→ DIRECTION
Reproduce every item below word for word, omitting the pictures.

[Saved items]
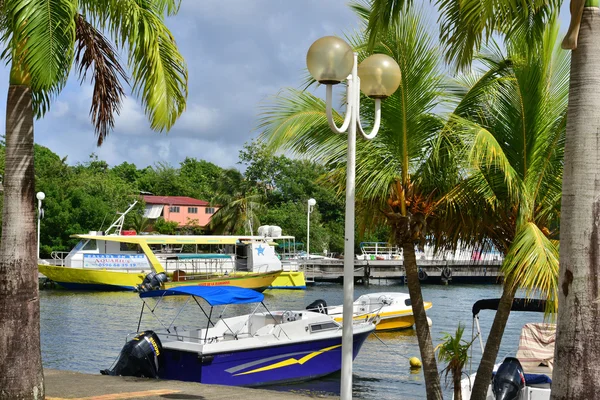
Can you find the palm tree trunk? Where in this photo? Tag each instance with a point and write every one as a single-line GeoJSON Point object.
{"type": "Point", "coordinates": [456, 377]}
{"type": "Point", "coordinates": [430, 372]}
{"type": "Point", "coordinates": [488, 359]}
{"type": "Point", "coordinates": [21, 374]}
{"type": "Point", "coordinates": [577, 353]}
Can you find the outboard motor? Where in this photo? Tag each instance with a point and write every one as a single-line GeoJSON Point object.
{"type": "Point", "coordinates": [140, 357]}
{"type": "Point", "coordinates": [318, 306]}
{"type": "Point", "coordinates": [152, 281]}
{"type": "Point", "coordinates": [509, 380]}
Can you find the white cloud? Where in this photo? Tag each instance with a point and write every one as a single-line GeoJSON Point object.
{"type": "Point", "coordinates": [238, 52]}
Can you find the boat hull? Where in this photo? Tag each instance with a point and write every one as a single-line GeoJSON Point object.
{"type": "Point", "coordinates": [258, 281]}
{"type": "Point", "coordinates": [258, 367]}
{"type": "Point", "coordinates": [289, 280]}
{"type": "Point", "coordinates": [390, 320]}
{"type": "Point", "coordinates": [106, 280]}
{"type": "Point", "coordinates": [92, 279]}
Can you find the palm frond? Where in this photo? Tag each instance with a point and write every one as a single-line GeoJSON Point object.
{"type": "Point", "coordinates": [158, 70]}
{"type": "Point", "coordinates": [40, 35]}
{"type": "Point", "coordinates": [466, 24]}
{"type": "Point", "coordinates": [532, 264]}
{"type": "Point", "coordinates": [95, 51]}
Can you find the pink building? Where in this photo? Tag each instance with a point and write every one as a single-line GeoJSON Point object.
{"type": "Point", "coordinates": [181, 209]}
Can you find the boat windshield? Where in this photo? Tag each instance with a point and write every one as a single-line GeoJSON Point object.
{"type": "Point", "coordinates": [84, 244]}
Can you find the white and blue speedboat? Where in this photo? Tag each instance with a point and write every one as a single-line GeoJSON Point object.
{"type": "Point", "coordinates": [256, 349]}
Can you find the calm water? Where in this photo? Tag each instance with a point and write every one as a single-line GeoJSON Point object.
{"type": "Point", "coordinates": [85, 331]}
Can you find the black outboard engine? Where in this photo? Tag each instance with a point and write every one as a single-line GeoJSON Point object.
{"type": "Point", "coordinates": [152, 281]}
{"type": "Point", "coordinates": [509, 380]}
{"type": "Point", "coordinates": [318, 306]}
{"type": "Point", "coordinates": [140, 357]}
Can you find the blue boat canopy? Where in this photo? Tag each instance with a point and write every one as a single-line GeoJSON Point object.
{"type": "Point", "coordinates": [213, 295]}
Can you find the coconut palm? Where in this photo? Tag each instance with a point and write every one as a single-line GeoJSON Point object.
{"type": "Point", "coordinates": [513, 133]}
{"type": "Point", "coordinates": [44, 40]}
{"type": "Point", "coordinates": [577, 373]}
{"type": "Point", "coordinates": [390, 183]}
{"type": "Point", "coordinates": [454, 352]}
{"type": "Point", "coordinates": [466, 24]}
{"type": "Point", "coordinates": [239, 205]}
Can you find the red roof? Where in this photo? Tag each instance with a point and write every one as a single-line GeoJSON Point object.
{"type": "Point", "coordinates": [174, 201]}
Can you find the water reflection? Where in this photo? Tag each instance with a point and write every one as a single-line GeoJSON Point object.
{"type": "Point", "coordinates": [85, 331]}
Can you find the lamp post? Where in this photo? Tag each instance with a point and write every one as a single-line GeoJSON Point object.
{"type": "Point", "coordinates": [311, 204]}
{"type": "Point", "coordinates": [40, 196]}
{"type": "Point", "coordinates": [330, 60]}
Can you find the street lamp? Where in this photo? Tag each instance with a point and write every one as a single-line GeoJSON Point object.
{"type": "Point", "coordinates": [40, 196]}
{"type": "Point", "coordinates": [311, 204]}
{"type": "Point", "coordinates": [330, 60]}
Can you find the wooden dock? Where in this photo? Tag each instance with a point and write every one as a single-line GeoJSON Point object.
{"type": "Point", "coordinates": [392, 271]}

→ EXERCISE RESPONSE
Can you find the palm tree trunk? Where in this photo? Tag each instance with a point and write every one as a single-line GeoJSON Point object.
{"type": "Point", "coordinates": [456, 377]}
{"type": "Point", "coordinates": [430, 372]}
{"type": "Point", "coordinates": [488, 359]}
{"type": "Point", "coordinates": [21, 374]}
{"type": "Point", "coordinates": [577, 353]}
Can you find the outboard motor? Where in this photo? Tag each instance with a point and write every one as a single-line GeoJSON Point object.
{"type": "Point", "coordinates": [140, 357]}
{"type": "Point", "coordinates": [318, 306]}
{"type": "Point", "coordinates": [152, 281]}
{"type": "Point", "coordinates": [509, 380]}
Can you find the white cloud? Where in this photo? Tag each instance with a point and write every one as a single-line GeoJSON Point object.
{"type": "Point", "coordinates": [238, 52]}
Can you find the boat hull? Where in this photo? Tag each instance with a point and write every one as a single-line GeoJSON Point object.
{"type": "Point", "coordinates": [258, 281]}
{"type": "Point", "coordinates": [258, 367]}
{"type": "Point", "coordinates": [289, 280]}
{"type": "Point", "coordinates": [390, 320]}
{"type": "Point", "coordinates": [106, 280]}
{"type": "Point", "coordinates": [92, 279]}
Can you find the palm frond? Where in this photo? Tag each instance with a point and write every one as a single-line GeoJSON Point object.
{"type": "Point", "coordinates": [158, 70]}
{"type": "Point", "coordinates": [40, 35]}
{"type": "Point", "coordinates": [466, 24]}
{"type": "Point", "coordinates": [532, 264]}
{"type": "Point", "coordinates": [95, 51]}
Can you find the pink building? Where in this photo? Tag each instance with a point and write every one as a single-line GeoJSON Point object.
{"type": "Point", "coordinates": [181, 209]}
Can you find the boat windshield? Where in this photo? Tag each instance with a point and write every one as a single-line GeoJSON Point object.
{"type": "Point", "coordinates": [84, 244]}
Can you find the white and blue speedboat? Where in this photo? Tag each instance with a point and write every one as a single-line GeoJSON Point object.
{"type": "Point", "coordinates": [256, 349]}
Can you find the calm water? Where in this photo? Tag each instance with a point and write every one as a single-line GeoJSON Point object.
{"type": "Point", "coordinates": [85, 331]}
Can you find the black outboard engine? Where in this photo? Tag each instance with a point and write every one as a single-line GeoJSON Point object.
{"type": "Point", "coordinates": [152, 281]}
{"type": "Point", "coordinates": [509, 380]}
{"type": "Point", "coordinates": [318, 306]}
{"type": "Point", "coordinates": [140, 357]}
Can you find the blue boat canopy? Where in this photo? Tag each instance with a point and write every one as a single-line GeoJSON Point object.
{"type": "Point", "coordinates": [213, 295]}
Can you find the coconut palm? Where in this photo? Tag each instance with a point and write every one as a single-line GeoJSON Point object.
{"type": "Point", "coordinates": [513, 133]}
{"type": "Point", "coordinates": [44, 40]}
{"type": "Point", "coordinates": [577, 373]}
{"type": "Point", "coordinates": [390, 183]}
{"type": "Point", "coordinates": [454, 352]}
{"type": "Point", "coordinates": [466, 24]}
{"type": "Point", "coordinates": [239, 205]}
Can you find the red roof? Where in this photo? Tag each instance with a point and write every one as a single-line GeoJSON Point object.
{"type": "Point", "coordinates": [174, 201]}
Can you find the water reflection? Where in this photo? Tag each instance with a point and write every one as a single-line GeoJSON Point object.
{"type": "Point", "coordinates": [85, 331]}
Can you find the lamp post? Where in this photo? Tag each instance with a point and write every one as a single-line GeoJSON Point object.
{"type": "Point", "coordinates": [311, 204]}
{"type": "Point", "coordinates": [40, 196]}
{"type": "Point", "coordinates": [330, 60]}
Can you find the street lamp? Where in this photo? Tag each instance with a point and write every one as a single-line GeoJSON Point object.
{"type": "Point", "coordinates": [40, 196]}
{"type": "Point", "coordinates": [311, 204]}
{"type": "Point", "coordinates": [330, 60]}
Can you find the wooden dock? Where in this photo? Tag each instance with a point and write every one as a single-line GeoJSON Point object.
{"type": "Point", "coordinates": [392, 271]}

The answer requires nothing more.